* What to do: Determine how many lines of the items below contain the word "board". Reply with that number alone.

* Supplied information:
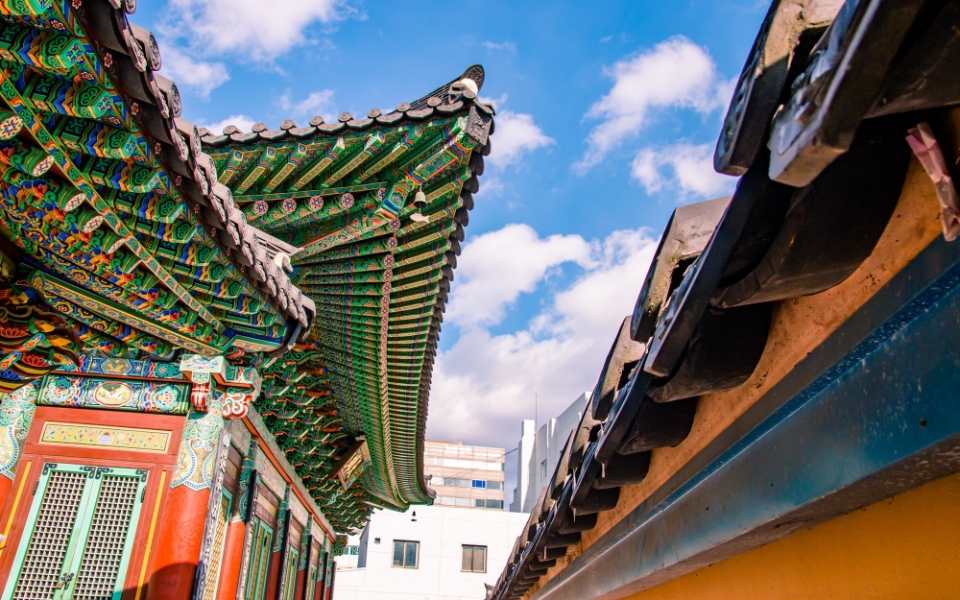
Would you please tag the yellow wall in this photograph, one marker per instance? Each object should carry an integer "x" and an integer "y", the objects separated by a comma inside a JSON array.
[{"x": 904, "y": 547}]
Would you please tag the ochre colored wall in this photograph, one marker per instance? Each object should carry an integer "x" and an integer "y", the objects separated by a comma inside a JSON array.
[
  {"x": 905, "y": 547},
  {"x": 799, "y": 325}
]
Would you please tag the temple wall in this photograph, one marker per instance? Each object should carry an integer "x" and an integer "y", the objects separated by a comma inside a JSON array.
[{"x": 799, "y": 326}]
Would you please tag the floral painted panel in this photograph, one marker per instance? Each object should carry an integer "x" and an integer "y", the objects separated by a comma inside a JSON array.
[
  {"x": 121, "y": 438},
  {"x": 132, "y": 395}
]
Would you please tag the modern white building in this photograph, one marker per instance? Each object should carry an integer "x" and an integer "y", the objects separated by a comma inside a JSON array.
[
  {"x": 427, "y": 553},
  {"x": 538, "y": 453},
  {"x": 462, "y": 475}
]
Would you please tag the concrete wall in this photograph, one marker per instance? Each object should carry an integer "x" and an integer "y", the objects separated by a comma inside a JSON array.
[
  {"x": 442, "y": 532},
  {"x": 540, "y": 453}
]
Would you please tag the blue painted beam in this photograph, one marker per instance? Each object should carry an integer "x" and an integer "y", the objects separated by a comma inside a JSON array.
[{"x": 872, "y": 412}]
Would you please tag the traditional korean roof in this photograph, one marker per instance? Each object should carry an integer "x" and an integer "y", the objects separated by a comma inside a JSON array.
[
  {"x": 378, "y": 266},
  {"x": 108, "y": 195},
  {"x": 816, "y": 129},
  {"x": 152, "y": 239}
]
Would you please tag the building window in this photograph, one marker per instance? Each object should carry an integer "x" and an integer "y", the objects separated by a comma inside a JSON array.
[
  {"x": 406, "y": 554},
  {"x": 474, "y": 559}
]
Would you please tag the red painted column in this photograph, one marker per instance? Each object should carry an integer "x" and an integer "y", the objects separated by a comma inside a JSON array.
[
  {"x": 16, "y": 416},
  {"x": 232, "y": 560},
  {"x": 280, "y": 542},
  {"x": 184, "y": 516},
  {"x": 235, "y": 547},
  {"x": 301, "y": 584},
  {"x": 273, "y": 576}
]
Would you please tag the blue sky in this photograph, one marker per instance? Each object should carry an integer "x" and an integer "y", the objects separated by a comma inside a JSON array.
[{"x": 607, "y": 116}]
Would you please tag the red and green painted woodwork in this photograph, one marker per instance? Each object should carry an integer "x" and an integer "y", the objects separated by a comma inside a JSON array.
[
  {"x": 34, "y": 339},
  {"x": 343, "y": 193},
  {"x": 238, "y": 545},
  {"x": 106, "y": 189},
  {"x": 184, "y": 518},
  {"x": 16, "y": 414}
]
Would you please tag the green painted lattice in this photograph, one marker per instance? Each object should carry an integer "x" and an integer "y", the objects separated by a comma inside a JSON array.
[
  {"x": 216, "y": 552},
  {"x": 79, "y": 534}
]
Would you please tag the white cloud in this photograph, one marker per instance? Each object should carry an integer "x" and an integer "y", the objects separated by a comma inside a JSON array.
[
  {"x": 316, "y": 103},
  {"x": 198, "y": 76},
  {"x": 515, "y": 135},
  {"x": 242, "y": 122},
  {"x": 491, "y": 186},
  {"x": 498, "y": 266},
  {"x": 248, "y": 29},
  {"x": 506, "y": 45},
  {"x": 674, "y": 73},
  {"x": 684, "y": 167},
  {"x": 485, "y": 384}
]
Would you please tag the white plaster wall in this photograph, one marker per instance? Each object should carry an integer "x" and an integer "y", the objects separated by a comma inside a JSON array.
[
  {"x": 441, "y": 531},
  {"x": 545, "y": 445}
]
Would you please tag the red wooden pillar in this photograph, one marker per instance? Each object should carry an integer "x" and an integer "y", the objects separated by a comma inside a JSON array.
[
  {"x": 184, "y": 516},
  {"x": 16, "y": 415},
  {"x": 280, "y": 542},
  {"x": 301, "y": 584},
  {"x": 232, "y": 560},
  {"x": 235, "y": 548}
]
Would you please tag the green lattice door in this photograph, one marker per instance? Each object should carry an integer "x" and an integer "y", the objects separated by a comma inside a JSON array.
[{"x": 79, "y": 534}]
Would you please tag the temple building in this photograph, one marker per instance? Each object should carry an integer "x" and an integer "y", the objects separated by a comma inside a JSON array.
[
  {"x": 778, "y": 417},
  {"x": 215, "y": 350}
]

--

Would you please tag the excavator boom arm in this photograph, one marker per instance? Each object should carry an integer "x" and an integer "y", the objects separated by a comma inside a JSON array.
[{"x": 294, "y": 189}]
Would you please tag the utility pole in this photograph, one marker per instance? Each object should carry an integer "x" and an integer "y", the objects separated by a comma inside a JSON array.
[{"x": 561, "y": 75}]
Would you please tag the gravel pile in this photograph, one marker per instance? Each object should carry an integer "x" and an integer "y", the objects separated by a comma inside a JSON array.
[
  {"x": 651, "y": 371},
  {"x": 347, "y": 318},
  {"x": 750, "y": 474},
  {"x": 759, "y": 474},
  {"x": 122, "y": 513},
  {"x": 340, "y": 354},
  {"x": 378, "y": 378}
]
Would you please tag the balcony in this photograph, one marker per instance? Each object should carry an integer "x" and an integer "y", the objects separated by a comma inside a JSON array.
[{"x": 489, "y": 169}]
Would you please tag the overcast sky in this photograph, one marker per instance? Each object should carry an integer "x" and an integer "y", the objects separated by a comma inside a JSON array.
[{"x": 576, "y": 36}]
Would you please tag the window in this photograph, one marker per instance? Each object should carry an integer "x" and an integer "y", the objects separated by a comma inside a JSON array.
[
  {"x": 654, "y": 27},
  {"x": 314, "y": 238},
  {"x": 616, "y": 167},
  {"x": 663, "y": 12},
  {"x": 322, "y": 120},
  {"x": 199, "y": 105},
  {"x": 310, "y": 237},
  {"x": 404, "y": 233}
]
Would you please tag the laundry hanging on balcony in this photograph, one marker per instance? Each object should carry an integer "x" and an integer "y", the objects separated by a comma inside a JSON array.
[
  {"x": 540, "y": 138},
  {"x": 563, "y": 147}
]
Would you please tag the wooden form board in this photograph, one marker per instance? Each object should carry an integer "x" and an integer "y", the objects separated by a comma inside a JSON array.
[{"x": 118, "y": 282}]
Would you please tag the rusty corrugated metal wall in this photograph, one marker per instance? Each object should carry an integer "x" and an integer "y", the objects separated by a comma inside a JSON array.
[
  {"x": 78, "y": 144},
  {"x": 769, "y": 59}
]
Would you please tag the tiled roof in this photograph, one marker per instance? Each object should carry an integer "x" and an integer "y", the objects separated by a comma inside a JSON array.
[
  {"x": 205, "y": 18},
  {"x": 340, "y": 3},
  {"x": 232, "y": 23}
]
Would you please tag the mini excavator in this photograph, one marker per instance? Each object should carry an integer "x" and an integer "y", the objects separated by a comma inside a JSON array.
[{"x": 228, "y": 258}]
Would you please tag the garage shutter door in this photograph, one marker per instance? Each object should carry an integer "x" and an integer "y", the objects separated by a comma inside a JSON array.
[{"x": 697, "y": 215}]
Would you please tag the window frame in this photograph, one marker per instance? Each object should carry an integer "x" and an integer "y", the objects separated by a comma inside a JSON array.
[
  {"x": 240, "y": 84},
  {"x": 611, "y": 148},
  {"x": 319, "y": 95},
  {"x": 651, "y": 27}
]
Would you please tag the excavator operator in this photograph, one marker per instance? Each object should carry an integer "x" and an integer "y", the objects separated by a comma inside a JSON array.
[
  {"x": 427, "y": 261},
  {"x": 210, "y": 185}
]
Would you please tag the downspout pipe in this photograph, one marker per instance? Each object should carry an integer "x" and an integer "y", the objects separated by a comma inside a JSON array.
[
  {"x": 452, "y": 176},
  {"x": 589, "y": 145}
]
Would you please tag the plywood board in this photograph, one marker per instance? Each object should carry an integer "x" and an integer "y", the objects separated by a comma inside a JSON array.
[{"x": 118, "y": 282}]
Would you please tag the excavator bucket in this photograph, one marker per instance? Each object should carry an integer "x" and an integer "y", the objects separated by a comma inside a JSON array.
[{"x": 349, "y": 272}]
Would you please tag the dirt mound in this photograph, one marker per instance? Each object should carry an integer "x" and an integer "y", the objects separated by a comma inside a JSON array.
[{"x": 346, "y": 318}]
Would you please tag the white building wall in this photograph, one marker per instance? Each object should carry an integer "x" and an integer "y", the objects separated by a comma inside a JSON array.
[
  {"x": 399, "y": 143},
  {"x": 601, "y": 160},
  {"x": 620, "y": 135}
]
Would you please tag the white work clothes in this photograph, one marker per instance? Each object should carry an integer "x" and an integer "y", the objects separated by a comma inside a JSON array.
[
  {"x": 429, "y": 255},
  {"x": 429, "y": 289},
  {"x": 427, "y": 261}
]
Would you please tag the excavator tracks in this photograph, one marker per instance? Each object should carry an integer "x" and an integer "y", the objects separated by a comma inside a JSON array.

---

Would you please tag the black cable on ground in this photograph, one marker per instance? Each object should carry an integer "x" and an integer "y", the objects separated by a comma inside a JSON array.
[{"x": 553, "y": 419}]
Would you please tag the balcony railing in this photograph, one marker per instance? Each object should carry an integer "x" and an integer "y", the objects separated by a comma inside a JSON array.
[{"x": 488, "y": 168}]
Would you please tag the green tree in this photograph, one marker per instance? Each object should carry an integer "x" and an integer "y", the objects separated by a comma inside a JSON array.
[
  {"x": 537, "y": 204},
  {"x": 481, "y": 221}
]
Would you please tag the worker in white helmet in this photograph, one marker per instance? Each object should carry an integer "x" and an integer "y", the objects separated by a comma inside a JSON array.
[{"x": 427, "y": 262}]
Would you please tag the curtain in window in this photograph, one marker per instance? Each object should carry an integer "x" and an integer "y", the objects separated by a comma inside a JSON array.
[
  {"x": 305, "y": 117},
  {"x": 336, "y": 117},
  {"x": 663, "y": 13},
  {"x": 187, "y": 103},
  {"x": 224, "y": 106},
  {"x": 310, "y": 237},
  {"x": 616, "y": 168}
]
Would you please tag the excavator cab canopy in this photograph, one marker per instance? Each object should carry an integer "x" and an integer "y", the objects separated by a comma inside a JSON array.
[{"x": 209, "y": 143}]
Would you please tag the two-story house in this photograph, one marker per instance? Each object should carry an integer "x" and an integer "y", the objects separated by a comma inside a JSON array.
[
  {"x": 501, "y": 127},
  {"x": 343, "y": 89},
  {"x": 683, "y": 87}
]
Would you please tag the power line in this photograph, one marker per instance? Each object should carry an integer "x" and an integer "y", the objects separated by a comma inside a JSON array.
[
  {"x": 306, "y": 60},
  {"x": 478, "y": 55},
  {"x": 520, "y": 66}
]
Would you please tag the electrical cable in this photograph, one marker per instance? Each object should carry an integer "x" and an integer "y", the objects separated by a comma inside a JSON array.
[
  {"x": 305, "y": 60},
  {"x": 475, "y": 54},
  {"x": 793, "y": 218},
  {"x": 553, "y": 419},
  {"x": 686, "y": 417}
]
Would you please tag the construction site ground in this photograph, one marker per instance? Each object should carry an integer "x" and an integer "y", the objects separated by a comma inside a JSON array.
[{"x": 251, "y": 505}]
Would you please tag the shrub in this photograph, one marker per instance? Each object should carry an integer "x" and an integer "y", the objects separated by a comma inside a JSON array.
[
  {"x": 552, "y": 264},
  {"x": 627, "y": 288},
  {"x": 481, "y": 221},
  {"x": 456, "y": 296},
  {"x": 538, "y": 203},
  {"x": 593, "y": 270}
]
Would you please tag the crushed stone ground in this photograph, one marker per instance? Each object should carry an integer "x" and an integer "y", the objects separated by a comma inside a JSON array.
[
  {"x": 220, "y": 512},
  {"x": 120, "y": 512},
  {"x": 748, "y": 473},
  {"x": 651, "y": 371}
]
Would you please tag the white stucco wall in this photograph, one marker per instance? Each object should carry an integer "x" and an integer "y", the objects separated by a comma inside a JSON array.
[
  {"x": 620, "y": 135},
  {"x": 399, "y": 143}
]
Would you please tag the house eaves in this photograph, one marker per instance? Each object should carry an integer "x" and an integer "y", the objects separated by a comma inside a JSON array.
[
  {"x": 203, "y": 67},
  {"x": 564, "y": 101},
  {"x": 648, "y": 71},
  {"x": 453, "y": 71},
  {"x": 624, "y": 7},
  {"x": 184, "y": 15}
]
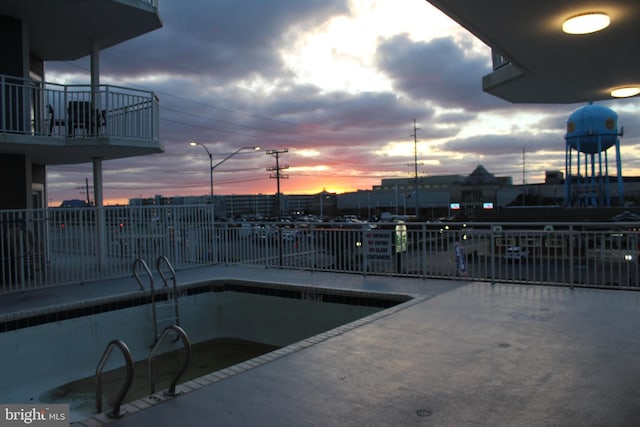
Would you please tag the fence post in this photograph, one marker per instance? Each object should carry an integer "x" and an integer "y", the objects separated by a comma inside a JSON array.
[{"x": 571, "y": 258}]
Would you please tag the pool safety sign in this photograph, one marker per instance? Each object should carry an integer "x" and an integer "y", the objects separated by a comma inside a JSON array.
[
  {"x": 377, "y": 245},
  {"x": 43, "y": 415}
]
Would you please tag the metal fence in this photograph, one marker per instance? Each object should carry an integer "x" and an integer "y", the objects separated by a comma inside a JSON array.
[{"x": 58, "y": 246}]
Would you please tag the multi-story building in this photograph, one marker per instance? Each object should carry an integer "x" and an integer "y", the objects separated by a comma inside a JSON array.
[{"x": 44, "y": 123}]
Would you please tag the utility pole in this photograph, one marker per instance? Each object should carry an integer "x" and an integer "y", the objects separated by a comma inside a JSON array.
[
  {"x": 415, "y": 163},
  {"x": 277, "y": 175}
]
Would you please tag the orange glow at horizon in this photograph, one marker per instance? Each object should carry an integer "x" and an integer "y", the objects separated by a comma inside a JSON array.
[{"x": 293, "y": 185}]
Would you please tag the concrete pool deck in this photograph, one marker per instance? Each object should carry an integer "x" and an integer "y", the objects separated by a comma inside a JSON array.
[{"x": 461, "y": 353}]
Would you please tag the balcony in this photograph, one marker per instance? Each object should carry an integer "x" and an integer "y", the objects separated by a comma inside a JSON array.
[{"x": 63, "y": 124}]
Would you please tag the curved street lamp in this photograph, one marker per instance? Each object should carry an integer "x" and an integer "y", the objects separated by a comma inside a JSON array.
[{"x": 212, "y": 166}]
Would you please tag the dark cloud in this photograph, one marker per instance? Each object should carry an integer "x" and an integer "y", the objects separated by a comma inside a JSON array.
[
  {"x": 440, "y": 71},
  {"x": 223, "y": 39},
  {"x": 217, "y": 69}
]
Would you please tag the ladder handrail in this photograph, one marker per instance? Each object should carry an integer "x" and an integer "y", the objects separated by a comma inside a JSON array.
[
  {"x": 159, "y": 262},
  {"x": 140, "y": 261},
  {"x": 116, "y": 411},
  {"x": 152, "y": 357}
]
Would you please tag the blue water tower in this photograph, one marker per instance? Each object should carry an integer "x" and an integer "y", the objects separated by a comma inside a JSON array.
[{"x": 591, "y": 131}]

* Response to the task: 2